-- Begin --

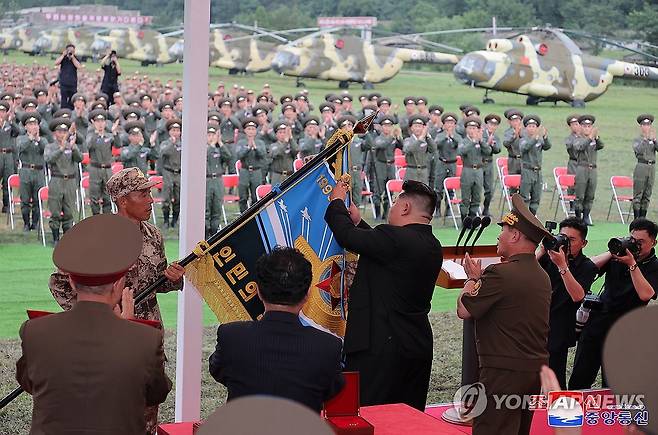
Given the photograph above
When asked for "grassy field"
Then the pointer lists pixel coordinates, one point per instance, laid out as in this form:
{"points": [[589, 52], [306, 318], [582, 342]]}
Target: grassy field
{"points": [[25, 265]]}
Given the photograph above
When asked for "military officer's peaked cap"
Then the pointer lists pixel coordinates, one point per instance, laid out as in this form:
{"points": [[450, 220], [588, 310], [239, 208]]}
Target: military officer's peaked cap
{"points": [[513, 114], [250, 122], [532, 119], [522, 219], [587, 119], [492, 117], [448, 116], [174, 123], [572, 118], [59, 124], [645, 119], [99, 250], [629, 340], [127, 180]]}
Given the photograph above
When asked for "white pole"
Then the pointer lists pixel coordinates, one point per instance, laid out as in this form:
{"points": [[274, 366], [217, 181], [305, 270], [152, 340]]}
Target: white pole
{"points": [[193, 204]]}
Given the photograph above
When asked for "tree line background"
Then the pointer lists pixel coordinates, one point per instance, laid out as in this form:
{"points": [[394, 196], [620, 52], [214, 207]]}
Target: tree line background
{"points": [[633, 19]]}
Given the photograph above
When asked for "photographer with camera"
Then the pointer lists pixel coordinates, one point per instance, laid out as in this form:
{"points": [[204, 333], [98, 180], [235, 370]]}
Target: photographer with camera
{"points": [[68, 75], [112, 70], [631, 279], [571, 274]]}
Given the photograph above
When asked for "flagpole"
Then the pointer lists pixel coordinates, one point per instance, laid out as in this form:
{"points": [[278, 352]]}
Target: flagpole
{"points": [[193, 204]]}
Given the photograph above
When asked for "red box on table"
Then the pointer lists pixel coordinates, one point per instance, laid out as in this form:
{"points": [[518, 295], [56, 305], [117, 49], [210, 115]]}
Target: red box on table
{"points": [[342, 412]]}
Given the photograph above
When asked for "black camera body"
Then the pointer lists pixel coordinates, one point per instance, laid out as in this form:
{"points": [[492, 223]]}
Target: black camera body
{"points": [[557, 241], [618, 246]]}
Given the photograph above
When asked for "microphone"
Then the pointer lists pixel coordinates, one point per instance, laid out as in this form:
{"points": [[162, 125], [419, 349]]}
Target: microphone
{"points": [[466, 224], [476, 223], [483, 224]]}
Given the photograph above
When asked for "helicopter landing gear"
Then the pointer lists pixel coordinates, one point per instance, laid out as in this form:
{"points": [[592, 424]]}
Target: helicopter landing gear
{"points": [[486, 99]]}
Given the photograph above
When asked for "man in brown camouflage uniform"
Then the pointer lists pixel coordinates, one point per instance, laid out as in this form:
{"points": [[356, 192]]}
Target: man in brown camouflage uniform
{"points": [[131, 191]]}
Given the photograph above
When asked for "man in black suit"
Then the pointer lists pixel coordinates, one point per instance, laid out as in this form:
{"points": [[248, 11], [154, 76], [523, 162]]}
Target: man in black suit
{"points": [[278, 355], [388, 337]]}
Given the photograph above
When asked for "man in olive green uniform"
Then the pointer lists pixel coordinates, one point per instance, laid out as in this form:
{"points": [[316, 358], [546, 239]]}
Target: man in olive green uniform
{"points": [[447, 142], [509, 303], [384, 146], [645, 147], [170, 157], [99, 145], [283, 153], [136, 153], [216, 157], [30, 148], [491, 121], [472, 148], [586, 147], [511, 140], [417, 150], [252, 153], [533, 142], [62, 156], [8, 133], [357, 149]]}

-- End --

What is required:
The listing above needs to be output again exactly. Don't include the pictures.

The output:
Given the photograph above
When asked for "grassy field"
Then the pointer lists pixel coordinates, one point per instance, laid out as in this form:
{"points": [[589, 52], [306, 318], [582, 342]]}
Target: grassy field
{"points": [[25, 265]]}
Given the photograph above
When asked for "military officer's peaked cap"
Then the pointer lists pixel coordinates, one point per instance, laid out as in this form:
{"points": [[450, 220], [588, 310], [239, 208]]}
Target: military officer's peaked cap
{"points": [[513, 114], [250, 122], [532, 119], [522, 219], [587, 119], [492, 117], [448, 116], [174, 123], [572, 118], [59, 124], [645, 119], [99, 250], [629, 340], [127, 180]]}
Given the photograph above
When asked for "white pole"
Then the pointer lists pixel coordinates, one point per instance, laid out as in this form:
{"points": [[274, 366], [217, 181], [305, 270], [152, 340]]}
Target: white pole
{"points": [[193, 204]]}
Given the photograph above
When asked for "tree line background"
Then the pointer lists pixel coordinates, one point per instance, laid out as in this form:
{"points": [[394, 196], [620, 52], [214, 207]]}
Target: tree line background
{"points": [[633, 19]]}
Given the photograph above
When asked for "photographer with camera"
Then the pointer lists pixel coordinates, one point per instance, laid out as in this form:
{"points": [[204, 333], [98, 180], [235, 370]]}
Target: photographer with camera
{"points": [[68, 75], [112, 70], [631, 279], [571, 274]]}
Given the photograph above
When asked for "flagpole"
Then the pointer lists pixel coordinates, one point per instance, laid out as in this form:
{"points": [[278, 352]]}
Target: flagpole
{"points": [[193, 204]]}
Given the photograph above
When asked for "red box on table"
Then the pointer lists pixel coordinates, one point per instance, laid out as in this form:
{"points": [[518, 295], [56, 305], [117, 49], [210, 115]]}
Target: red box on table
{"points": [[342, 412]]}
Given the photograph above
When asked for "black camera body"
Then the pointer lists pixel coordinates, one point per instance, laid out as in this form:
{"points": [[492, 223]]}
Target: black camera body
{"points": [[557, 241], [618, 246]]}
Given the photograph above
When asked for "microphone"
Then the pointer lists pixel coordinates, one point per instance, laid out as in this form:
{"points": [[162, 125], [419, 349]]}
Target: microphone
{"points": [[466, 224], [476, 223], [483, 224]]}
Given the photograph above
When asked for "helicopter landing gear"
Then the pointer lists pixel coordinates, one point per instance, laid out as in this form:
{"points": [[592, 424]]}
Target: helicopter landing gear
{"points": [[486, 99]]}
Given the photograph above
When asked for "man in brown camouflage uniform"
Then the pointer lists pixel coordinates, one point per instance, laid out as in this form:
{"points": [[356, 192]]}
Target: man in brown camouflage uniform
{"points": [[131, 191]]}
Given the photograph above
When asked for "man in black suit"
Then the pointer lists pixel coordinates, one point per instance, laid out as in this form:
{"points": [[248, 11], [154, 76], [523, 162]]}
Target: man in black suit
{"points": [[278, 355], [388, 337]]}
Given the photograph above
When asked for "man in olive green uniform"
Then the pointer lists pixel coordinates, one point per instance, laid out as in this form:
{"points": [[316, 358], [546, 239]]}
Target: man in olive green uniform
{"points": [[447, 142], [509, 303], [384, 146], [645, 147], [170, 157], [99, 145], [283, 153], [136, 153], [216, 157], [30, 148], [491, 121], [472, 148], [586, 147], [511, 140], [417, 150], [252, 153], [533, 142], [62, 156], [8, 133], [357, 149]]}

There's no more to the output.